Aim:
Return each of the rows below verbatim, reproducing every line without any change.

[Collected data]
>> Begin
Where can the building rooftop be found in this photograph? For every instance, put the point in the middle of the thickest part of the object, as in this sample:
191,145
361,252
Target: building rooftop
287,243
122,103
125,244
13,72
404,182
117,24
>> End
Answer to the exercise:
Where can the building rooftop be found in this photograph? For every instance, put the point in the middle of the thickest part of the object, as in this sample:
191,145
361,252
Target: building rooftop
287,243
122,103
125,244
13,72
404,182
117,24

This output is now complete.